Short task ▸ Count the lines in the items below that contain the word "facade", treating uppercase and lowercase as different. Reply with the number only.

Dataset rows:
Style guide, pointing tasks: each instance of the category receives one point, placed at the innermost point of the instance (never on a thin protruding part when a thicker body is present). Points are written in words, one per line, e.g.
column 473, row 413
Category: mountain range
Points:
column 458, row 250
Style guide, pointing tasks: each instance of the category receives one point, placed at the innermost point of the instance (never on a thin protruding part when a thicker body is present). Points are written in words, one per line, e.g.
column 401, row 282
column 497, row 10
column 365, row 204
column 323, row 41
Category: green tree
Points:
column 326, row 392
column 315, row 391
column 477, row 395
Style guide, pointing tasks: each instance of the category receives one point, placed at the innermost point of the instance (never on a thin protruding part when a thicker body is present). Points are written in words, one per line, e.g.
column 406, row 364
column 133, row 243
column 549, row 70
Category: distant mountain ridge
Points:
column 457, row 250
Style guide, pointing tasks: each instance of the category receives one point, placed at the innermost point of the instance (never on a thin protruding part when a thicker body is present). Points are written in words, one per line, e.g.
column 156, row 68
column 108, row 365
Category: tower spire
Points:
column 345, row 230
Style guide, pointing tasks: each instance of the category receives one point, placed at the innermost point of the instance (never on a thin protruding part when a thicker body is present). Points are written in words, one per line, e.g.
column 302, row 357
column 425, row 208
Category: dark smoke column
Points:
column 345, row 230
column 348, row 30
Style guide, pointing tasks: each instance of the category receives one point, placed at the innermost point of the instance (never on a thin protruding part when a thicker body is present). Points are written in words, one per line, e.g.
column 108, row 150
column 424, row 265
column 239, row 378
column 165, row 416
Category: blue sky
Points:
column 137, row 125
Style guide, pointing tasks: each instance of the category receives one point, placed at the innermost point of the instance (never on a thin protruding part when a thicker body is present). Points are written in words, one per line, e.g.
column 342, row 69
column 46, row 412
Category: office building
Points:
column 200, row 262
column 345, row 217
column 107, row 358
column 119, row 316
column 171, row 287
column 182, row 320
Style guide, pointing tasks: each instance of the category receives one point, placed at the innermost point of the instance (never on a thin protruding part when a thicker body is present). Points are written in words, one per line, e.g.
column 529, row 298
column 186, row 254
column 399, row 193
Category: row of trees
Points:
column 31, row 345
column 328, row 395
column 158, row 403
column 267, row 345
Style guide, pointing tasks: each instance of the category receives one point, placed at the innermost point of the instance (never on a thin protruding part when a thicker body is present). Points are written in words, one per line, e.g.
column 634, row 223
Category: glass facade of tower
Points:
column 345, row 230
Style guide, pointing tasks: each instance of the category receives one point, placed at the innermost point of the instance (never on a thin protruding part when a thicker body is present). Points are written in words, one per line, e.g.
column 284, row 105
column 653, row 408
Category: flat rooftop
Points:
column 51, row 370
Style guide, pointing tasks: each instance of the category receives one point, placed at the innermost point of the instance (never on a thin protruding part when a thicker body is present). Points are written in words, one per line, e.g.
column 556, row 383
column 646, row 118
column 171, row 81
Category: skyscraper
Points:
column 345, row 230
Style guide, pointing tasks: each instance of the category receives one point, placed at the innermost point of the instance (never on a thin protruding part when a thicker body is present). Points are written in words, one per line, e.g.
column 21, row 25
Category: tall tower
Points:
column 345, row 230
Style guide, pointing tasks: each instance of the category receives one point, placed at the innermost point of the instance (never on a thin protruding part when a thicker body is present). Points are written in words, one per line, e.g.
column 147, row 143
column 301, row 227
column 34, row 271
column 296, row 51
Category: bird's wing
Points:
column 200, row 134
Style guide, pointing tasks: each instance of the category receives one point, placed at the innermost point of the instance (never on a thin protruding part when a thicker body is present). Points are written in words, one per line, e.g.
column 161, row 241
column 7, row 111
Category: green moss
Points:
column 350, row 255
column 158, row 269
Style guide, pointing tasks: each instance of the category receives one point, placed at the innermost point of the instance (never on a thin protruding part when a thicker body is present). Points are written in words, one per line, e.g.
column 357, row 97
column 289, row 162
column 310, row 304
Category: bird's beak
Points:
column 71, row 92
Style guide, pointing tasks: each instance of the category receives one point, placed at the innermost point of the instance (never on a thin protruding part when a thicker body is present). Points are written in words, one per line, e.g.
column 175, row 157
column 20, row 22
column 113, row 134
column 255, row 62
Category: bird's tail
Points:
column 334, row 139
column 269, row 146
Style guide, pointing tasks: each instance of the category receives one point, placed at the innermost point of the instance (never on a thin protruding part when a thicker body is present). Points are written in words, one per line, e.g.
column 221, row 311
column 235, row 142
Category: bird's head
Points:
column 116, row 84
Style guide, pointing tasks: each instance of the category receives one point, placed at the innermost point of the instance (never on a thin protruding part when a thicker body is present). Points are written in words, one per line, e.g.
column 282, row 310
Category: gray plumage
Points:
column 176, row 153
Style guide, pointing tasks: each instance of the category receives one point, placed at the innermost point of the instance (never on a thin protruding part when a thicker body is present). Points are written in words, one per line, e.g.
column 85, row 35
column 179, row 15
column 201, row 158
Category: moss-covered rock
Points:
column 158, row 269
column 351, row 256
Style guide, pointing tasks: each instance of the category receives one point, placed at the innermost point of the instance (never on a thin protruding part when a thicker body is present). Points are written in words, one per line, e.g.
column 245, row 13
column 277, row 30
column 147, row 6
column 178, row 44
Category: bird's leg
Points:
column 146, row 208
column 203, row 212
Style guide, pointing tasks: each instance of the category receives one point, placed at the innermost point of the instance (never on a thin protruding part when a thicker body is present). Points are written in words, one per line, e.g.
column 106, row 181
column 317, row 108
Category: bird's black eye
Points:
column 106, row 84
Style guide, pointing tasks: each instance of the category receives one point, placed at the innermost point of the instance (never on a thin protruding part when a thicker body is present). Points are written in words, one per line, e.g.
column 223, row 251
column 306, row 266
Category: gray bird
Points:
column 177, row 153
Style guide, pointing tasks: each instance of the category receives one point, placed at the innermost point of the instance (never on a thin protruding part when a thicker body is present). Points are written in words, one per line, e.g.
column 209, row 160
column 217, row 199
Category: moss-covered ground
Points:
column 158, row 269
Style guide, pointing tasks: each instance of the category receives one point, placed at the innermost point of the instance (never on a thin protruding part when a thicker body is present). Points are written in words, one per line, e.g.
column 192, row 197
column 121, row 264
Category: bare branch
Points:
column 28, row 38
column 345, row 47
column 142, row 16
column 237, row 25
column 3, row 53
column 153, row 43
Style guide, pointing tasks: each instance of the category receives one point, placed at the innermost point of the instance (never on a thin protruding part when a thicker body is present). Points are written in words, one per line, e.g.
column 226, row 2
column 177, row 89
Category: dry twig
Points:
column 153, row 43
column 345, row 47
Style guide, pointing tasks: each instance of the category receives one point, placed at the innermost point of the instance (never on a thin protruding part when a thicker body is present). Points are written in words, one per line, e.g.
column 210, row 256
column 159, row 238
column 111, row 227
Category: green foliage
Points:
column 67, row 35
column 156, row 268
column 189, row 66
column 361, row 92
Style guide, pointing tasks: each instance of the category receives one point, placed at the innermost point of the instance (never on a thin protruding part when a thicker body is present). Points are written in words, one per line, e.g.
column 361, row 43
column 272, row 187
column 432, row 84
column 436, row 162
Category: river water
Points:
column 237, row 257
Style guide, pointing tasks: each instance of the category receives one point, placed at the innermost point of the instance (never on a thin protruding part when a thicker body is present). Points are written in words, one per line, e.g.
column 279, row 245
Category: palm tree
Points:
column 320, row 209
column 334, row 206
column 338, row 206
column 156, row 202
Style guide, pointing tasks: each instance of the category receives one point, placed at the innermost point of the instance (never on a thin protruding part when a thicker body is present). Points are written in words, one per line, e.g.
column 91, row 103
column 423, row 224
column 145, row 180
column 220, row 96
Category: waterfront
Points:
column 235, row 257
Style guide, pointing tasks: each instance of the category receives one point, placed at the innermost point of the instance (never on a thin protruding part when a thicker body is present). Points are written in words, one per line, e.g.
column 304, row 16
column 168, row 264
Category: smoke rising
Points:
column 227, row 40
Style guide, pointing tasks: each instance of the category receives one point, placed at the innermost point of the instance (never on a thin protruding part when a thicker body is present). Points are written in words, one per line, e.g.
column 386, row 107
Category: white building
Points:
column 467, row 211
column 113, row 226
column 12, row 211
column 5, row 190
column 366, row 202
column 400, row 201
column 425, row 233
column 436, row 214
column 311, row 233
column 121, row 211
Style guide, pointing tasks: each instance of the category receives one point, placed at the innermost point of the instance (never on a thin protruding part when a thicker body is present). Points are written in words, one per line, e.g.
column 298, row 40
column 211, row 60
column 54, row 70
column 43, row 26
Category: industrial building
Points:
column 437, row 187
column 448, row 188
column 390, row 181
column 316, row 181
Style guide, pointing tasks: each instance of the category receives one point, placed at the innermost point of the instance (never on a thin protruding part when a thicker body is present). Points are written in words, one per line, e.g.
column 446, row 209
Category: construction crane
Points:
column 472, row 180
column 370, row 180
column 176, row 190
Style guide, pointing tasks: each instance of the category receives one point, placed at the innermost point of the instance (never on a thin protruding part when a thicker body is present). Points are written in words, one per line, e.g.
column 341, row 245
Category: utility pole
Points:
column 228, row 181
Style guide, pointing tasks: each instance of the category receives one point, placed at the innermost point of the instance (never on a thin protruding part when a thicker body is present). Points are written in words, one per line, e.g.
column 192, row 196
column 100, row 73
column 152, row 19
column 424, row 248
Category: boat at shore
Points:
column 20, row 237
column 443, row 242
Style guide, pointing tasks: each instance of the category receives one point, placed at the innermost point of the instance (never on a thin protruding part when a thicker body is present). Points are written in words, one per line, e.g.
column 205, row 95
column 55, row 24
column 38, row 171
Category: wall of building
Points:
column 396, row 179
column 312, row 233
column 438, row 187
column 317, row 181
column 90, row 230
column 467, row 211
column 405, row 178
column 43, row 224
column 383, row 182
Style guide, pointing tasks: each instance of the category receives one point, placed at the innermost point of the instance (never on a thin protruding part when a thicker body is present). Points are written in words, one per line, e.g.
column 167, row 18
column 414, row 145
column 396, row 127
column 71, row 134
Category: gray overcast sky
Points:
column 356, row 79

...

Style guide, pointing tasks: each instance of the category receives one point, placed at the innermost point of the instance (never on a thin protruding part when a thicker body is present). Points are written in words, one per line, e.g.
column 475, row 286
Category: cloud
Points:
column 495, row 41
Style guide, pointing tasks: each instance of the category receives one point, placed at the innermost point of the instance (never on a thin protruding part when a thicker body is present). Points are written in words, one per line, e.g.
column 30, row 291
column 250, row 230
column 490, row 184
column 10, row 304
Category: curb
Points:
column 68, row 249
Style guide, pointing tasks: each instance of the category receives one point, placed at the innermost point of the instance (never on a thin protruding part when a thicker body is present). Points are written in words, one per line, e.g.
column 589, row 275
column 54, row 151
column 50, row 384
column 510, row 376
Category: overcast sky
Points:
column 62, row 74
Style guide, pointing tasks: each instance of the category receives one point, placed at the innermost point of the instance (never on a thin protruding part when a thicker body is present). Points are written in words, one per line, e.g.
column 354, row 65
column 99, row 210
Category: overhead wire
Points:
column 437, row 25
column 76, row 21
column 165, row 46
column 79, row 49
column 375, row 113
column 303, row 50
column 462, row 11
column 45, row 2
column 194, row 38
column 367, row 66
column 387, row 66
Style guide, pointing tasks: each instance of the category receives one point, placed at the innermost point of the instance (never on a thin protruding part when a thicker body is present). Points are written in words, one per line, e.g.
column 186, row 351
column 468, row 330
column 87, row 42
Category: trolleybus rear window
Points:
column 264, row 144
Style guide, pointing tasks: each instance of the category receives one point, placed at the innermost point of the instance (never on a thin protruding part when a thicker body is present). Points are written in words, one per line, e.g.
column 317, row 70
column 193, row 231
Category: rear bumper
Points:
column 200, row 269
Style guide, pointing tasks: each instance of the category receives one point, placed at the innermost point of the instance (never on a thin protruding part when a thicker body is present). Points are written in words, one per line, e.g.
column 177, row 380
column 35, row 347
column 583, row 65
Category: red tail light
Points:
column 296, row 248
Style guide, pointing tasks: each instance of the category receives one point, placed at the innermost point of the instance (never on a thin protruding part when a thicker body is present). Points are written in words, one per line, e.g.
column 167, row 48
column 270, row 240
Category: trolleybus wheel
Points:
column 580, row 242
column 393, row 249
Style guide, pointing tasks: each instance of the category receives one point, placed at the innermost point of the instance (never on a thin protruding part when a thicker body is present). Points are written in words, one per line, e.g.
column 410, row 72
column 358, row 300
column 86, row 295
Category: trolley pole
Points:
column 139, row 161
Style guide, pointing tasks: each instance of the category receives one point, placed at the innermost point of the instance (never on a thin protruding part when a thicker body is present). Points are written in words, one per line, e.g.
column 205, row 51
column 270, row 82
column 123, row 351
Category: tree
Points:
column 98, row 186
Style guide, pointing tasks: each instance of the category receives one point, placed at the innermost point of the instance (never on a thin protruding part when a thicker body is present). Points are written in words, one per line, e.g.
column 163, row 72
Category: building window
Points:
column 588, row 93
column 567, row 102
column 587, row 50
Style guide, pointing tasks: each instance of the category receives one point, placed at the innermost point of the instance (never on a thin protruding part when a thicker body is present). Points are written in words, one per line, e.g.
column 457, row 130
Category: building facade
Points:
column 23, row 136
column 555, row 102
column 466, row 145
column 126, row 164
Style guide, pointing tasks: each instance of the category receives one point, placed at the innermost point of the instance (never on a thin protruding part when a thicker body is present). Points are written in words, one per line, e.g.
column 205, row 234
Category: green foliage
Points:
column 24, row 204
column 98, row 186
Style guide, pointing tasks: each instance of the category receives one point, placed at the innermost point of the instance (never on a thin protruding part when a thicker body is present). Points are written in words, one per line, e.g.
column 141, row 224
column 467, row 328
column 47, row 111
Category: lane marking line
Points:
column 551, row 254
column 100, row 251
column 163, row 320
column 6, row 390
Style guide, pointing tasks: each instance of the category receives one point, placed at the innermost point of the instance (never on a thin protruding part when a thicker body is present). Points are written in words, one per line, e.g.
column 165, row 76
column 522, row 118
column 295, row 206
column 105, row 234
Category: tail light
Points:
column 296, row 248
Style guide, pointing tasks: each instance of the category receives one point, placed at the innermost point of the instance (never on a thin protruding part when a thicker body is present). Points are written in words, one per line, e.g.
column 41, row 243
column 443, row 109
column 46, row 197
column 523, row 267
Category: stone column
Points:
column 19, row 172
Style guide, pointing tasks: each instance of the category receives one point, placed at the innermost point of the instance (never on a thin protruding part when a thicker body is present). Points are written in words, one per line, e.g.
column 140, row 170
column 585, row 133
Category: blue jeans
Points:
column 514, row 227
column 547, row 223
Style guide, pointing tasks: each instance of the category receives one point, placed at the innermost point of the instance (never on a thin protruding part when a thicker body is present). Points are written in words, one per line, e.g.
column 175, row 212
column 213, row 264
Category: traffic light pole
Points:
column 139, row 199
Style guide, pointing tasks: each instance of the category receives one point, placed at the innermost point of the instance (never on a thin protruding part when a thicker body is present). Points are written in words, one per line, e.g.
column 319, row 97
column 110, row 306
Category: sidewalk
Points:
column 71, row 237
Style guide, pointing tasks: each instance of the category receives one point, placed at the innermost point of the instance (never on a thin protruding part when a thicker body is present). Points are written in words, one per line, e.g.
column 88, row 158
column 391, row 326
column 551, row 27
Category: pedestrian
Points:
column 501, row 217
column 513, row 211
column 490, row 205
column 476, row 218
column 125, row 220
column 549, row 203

Written solution ▸ 2